▶ **REQUIREMENTS**:
Which lines of the material below contain the string "cross", matching case? Return each of those lines in full.

▶ **DATA RECORDS**:

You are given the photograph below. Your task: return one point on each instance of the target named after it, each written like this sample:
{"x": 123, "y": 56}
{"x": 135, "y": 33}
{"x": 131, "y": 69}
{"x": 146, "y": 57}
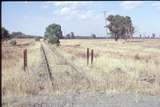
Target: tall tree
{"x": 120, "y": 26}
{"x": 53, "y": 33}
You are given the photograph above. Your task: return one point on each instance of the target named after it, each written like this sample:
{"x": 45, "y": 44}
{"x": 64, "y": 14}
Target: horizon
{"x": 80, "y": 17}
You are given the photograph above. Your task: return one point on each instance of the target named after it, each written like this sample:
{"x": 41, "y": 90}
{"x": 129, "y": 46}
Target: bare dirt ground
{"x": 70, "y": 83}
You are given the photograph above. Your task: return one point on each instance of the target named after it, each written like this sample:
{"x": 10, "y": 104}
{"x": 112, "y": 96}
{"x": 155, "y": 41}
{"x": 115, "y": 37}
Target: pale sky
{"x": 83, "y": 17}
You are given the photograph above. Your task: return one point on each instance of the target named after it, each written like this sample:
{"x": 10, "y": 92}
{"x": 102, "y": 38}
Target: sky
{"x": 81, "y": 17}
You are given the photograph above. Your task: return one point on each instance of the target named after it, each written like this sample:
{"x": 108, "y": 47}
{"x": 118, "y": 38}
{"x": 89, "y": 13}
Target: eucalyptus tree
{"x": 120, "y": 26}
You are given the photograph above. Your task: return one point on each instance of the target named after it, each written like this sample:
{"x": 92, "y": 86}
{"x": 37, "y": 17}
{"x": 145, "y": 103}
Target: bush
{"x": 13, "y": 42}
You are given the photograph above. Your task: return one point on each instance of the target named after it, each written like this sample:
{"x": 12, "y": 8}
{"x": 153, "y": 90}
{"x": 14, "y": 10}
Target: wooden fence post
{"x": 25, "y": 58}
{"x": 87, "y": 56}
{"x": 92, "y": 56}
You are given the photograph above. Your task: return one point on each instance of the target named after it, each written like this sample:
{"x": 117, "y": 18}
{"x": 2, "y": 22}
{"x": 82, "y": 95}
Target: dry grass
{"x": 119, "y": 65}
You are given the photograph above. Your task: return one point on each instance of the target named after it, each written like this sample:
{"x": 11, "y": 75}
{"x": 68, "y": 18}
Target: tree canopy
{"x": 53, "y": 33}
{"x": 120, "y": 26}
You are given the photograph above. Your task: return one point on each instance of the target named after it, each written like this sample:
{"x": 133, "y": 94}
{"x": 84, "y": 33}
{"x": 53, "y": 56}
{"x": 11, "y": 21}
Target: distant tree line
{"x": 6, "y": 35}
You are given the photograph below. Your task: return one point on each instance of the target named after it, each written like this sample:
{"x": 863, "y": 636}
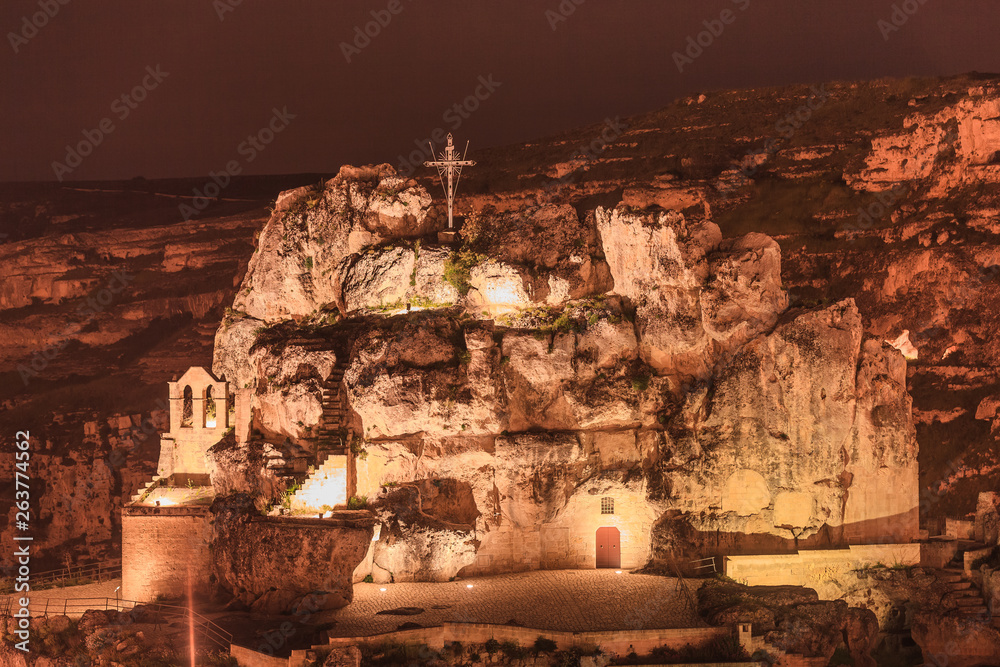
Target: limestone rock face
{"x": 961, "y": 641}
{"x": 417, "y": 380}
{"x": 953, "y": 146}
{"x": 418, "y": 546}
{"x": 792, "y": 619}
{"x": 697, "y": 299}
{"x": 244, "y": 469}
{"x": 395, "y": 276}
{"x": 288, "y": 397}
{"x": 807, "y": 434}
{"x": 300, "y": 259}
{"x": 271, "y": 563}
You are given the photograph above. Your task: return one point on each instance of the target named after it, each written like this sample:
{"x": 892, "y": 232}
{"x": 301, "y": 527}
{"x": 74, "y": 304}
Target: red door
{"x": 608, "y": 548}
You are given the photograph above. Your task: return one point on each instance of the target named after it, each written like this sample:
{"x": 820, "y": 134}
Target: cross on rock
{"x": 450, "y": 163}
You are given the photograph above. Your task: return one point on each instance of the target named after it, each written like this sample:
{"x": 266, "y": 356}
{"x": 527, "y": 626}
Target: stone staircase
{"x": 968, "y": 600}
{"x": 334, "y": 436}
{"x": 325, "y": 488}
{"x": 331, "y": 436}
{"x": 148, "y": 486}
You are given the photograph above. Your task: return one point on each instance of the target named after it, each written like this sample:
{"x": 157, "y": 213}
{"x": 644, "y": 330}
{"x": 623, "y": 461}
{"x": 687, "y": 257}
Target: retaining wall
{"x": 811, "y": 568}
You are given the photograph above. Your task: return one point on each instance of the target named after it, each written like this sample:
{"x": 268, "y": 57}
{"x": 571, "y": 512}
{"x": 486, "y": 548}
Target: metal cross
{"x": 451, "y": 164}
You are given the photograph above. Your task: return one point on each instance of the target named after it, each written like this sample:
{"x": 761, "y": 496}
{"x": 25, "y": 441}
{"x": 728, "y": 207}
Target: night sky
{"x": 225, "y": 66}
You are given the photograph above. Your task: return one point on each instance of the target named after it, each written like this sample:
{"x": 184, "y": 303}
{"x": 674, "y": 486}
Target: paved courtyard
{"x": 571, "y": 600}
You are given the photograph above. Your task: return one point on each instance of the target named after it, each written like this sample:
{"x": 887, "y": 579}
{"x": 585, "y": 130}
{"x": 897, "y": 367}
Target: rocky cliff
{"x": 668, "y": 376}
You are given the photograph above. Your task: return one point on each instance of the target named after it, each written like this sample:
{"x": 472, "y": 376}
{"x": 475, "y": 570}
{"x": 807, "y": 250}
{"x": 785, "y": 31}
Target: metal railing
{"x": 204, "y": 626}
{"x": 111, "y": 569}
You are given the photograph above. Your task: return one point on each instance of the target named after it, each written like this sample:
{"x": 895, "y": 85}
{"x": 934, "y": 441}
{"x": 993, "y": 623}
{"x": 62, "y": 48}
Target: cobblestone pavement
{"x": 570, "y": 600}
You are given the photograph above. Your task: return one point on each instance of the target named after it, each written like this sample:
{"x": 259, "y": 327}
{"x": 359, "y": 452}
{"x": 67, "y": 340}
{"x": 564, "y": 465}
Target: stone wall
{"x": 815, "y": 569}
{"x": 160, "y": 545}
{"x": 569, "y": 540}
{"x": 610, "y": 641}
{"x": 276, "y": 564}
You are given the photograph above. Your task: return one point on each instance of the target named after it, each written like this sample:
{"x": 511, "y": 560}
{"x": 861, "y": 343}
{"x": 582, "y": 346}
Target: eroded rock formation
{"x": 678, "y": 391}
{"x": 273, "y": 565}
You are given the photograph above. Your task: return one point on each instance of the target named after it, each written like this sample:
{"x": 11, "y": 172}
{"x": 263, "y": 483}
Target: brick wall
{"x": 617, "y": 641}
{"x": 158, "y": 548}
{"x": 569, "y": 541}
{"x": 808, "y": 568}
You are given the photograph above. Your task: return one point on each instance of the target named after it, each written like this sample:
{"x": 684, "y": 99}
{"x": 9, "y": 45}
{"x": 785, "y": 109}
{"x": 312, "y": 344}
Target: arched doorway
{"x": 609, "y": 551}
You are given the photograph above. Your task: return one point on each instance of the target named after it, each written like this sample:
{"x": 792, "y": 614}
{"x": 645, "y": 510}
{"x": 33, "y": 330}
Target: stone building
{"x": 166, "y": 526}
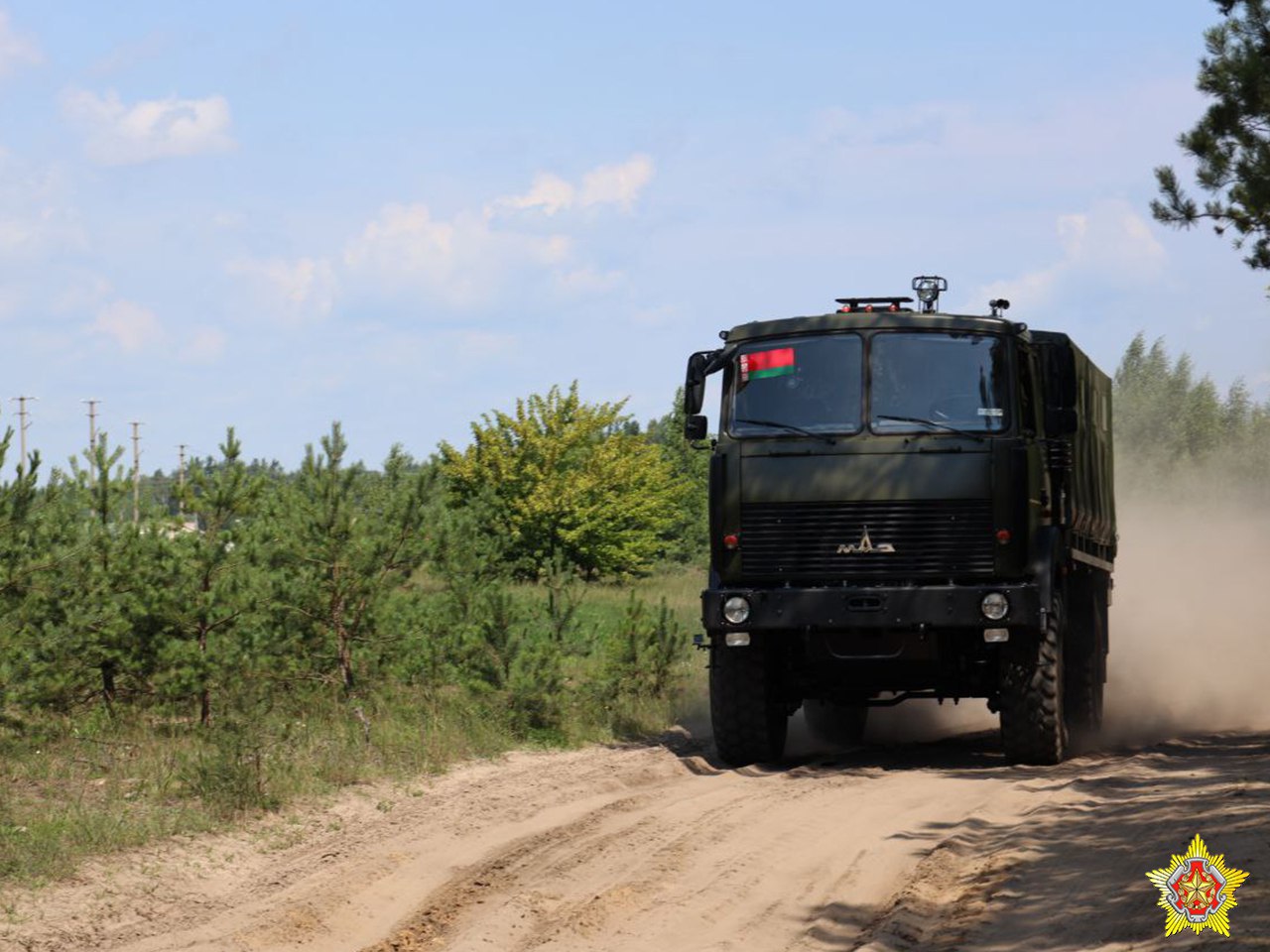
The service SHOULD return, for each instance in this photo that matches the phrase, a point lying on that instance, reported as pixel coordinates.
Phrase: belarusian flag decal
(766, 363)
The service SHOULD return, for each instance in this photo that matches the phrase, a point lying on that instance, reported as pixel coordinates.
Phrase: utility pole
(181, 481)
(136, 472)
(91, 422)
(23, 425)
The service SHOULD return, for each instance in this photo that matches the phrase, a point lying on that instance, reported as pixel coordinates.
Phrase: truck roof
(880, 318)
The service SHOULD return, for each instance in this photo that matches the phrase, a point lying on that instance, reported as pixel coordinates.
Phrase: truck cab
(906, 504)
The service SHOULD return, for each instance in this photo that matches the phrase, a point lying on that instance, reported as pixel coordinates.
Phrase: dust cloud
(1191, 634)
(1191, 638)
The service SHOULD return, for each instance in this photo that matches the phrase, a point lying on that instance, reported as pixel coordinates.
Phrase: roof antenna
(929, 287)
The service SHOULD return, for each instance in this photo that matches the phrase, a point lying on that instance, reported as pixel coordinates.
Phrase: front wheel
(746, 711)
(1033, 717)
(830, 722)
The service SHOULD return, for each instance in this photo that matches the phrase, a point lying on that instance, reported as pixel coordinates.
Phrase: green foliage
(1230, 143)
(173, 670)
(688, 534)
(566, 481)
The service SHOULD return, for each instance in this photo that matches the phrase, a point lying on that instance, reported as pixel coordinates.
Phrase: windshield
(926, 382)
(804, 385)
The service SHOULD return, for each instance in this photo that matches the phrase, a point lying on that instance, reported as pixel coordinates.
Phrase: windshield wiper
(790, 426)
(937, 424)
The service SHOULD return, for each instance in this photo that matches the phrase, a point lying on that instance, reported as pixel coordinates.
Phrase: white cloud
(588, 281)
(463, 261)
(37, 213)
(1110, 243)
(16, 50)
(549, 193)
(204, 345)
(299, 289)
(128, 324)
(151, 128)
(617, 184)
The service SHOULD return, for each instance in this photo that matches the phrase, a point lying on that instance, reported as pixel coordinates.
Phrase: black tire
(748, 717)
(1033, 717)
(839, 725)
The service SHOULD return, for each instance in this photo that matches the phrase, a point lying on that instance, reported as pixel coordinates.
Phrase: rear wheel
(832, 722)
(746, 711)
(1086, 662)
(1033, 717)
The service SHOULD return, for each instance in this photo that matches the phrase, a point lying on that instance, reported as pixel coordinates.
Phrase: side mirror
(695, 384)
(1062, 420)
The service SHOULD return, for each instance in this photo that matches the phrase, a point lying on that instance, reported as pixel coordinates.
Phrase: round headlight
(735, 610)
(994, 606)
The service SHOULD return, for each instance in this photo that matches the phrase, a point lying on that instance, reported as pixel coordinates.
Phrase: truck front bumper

▶ **OUTPUT OF THE EXERCISE**:
Target: cross on rock
Target: metal cross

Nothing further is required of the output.